Your objective: The required output is the line that contains "Reviewer note: confirm that every instance of the deer front" through the last line of the data, retyped verbatim and with nothing added.

*** Opening Supplied information ***

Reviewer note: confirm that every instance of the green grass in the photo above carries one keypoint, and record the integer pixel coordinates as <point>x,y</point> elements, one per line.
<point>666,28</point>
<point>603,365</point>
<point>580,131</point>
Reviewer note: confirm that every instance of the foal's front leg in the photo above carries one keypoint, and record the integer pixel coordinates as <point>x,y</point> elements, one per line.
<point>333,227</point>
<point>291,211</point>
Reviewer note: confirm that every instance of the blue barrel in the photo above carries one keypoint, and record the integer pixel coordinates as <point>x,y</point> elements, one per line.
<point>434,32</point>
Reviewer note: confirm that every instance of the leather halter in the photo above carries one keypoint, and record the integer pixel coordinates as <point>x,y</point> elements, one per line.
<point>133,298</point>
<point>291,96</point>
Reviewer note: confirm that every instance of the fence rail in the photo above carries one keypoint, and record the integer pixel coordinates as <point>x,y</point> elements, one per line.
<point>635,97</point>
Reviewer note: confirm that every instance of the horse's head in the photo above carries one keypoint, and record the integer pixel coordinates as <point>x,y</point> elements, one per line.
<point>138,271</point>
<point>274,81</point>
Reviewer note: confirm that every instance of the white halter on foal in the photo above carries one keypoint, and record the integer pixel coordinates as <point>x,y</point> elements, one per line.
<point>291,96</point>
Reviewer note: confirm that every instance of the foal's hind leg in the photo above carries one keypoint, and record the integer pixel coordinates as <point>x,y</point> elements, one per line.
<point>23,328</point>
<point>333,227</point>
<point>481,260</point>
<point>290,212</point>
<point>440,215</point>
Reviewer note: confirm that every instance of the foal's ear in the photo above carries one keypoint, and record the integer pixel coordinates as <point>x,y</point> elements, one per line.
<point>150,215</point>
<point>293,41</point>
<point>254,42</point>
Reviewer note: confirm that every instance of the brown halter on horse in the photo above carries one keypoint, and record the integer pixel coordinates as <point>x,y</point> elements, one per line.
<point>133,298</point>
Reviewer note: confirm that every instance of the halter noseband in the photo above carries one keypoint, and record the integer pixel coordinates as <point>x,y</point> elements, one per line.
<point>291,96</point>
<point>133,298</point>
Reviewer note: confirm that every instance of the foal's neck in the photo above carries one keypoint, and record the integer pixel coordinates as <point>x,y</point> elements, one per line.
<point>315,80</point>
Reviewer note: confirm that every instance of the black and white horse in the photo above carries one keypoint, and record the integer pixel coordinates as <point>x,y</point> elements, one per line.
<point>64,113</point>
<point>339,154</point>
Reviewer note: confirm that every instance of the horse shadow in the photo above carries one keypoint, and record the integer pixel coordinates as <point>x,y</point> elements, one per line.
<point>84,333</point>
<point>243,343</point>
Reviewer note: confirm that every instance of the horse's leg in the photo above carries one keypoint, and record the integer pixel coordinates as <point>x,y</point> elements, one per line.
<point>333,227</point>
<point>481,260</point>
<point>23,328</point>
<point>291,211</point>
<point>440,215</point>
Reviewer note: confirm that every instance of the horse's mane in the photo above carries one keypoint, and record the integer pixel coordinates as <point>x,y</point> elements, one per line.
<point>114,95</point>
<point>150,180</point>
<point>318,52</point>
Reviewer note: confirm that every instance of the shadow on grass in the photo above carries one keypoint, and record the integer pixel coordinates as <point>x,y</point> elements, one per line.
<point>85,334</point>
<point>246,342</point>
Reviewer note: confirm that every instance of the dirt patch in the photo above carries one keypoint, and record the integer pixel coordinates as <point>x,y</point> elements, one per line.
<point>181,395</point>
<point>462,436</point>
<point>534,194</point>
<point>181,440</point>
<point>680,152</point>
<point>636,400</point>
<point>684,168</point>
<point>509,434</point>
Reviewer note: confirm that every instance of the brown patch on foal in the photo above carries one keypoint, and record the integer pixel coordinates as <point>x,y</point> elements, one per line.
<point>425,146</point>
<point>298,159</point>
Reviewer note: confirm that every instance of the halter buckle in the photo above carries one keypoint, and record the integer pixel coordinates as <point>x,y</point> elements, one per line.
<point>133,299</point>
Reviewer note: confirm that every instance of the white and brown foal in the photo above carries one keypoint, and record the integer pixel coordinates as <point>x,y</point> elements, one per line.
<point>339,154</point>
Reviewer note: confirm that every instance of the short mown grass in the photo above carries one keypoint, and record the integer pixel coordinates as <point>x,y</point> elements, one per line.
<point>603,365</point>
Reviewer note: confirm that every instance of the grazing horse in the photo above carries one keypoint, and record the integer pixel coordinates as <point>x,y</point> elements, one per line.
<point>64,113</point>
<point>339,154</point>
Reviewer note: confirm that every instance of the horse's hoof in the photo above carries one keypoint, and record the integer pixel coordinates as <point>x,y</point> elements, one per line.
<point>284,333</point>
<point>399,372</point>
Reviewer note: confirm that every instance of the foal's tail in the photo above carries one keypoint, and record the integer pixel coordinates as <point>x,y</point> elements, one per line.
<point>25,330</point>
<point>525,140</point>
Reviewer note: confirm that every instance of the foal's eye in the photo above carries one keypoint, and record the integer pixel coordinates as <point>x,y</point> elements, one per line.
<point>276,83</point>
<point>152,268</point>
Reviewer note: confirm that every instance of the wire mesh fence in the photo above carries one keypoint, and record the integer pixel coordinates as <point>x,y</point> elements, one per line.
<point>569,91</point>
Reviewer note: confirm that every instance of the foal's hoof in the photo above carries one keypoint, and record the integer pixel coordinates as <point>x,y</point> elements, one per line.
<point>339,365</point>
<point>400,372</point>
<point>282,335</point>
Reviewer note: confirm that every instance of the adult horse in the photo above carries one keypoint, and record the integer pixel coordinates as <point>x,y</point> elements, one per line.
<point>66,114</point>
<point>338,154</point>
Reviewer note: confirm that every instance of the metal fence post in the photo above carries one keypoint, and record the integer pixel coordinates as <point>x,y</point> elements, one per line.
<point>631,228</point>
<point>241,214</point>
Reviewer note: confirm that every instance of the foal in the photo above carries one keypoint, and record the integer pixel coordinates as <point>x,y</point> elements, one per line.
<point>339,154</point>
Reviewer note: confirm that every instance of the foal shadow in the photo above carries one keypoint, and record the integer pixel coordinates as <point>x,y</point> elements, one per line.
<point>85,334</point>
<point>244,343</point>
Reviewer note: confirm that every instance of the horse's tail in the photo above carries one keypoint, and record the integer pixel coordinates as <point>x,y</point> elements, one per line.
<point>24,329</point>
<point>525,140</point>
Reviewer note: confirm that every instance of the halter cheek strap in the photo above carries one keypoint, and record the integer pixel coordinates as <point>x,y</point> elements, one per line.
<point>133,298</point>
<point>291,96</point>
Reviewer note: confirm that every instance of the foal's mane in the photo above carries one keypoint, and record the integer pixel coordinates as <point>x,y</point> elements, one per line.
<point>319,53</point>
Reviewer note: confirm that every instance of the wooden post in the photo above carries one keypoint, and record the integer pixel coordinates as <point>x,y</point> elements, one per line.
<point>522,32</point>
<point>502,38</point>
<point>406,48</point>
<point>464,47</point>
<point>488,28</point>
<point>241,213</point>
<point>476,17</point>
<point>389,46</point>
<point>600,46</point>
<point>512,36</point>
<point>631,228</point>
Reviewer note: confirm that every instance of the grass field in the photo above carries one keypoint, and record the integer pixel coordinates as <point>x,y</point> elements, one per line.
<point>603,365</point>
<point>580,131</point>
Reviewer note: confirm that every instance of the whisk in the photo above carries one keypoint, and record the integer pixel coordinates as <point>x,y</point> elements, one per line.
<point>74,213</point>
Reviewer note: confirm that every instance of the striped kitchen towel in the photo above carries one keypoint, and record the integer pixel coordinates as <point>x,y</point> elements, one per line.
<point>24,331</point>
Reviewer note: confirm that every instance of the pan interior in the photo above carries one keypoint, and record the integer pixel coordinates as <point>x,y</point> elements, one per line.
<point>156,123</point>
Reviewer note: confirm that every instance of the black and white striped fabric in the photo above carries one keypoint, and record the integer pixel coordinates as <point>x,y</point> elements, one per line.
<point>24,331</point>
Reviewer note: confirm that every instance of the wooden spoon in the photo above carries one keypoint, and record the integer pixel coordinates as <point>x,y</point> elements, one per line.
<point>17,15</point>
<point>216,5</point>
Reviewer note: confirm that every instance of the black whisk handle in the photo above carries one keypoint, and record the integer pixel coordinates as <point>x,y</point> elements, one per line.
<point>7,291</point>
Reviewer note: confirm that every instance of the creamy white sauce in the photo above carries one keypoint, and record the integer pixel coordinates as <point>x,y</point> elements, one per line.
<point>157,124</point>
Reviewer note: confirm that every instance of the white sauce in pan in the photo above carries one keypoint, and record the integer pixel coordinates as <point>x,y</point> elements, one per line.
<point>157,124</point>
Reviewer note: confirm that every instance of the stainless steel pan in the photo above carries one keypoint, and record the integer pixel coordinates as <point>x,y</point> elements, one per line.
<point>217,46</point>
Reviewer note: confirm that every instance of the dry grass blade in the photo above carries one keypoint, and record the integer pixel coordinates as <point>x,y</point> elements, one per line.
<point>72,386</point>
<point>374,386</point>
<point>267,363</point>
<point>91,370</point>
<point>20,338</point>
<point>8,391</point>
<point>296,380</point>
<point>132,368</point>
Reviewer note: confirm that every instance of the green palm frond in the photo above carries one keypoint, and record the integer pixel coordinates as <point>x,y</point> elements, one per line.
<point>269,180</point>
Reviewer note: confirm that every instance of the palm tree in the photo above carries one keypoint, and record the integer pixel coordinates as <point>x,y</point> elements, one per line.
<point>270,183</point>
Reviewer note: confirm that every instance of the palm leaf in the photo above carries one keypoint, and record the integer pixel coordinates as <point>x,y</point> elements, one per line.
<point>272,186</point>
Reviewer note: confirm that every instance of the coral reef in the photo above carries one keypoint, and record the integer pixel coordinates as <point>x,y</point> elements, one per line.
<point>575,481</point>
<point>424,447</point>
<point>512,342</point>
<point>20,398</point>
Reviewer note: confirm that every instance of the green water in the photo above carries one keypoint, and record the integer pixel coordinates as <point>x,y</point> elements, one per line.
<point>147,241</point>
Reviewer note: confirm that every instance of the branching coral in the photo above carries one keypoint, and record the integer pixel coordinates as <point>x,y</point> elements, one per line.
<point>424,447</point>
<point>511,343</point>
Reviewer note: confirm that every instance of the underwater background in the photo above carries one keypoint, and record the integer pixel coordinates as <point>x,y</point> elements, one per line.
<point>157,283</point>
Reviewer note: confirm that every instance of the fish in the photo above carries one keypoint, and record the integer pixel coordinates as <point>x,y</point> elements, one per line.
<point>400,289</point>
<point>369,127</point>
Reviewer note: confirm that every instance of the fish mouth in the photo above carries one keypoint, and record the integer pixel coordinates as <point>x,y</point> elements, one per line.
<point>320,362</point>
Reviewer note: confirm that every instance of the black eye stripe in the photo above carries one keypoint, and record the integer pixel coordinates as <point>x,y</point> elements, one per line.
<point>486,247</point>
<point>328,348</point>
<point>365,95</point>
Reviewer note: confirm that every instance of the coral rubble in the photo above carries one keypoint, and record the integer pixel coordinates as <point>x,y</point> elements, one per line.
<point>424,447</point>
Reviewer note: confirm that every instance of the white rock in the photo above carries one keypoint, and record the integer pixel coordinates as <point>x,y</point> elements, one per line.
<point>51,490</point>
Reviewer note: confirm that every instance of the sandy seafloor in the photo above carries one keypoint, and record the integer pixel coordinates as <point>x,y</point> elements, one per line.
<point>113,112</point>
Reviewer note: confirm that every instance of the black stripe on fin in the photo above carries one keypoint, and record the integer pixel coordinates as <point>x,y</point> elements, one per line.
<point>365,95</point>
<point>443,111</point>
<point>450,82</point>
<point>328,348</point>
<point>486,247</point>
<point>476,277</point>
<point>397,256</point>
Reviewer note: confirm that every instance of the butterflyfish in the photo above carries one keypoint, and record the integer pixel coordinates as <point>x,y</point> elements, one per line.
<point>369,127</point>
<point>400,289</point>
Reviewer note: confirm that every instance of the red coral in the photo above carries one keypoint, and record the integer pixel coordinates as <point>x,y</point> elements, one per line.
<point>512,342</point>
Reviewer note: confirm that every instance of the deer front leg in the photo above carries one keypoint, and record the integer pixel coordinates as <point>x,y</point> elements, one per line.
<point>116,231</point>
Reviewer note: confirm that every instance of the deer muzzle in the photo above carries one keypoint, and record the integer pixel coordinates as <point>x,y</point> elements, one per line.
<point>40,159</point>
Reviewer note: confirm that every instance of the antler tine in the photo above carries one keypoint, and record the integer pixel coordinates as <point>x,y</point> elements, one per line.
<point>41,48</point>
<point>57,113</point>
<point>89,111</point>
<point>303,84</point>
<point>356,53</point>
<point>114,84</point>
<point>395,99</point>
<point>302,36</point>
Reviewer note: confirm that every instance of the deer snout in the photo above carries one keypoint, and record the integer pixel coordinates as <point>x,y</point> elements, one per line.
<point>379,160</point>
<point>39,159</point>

*** Closing Supplied information ***

Solved problem:
Reviewer note: confirm that every instance of the deer front leg in the photo above carries one keypoint, and record the integer pixel coordinates as <point>x,y</point> elements, one per line.
<point>116,231</point>
Reviewer note: confirm that every instance of the deer muzzle in the photo above carries one keypoint, and record the integer pixel coordinates as <point>x,y</point> elements, one per line.
<point>40,159</point>
Reviewer note: confirm that every instance of the antler tine in the photo above carries one keypoint, and record the integer pixel coordinates as <point>x,y</point> elements, one per line.
<point>41,48</point>
<point>57,113</point>
<point>89,111</point>
<point>303,84</point>
<point>356,53</point>
<point>114,84</point>
<point>395,99</point>
<point>302,36</point>
Reviewer note: confirm that every instance of the deer snout in the photo above carries one keypoint, and record the integer pixel coordinates as <point>x,y</point> elements, one per line.
<point>379,160</point>
<point>39,159</point>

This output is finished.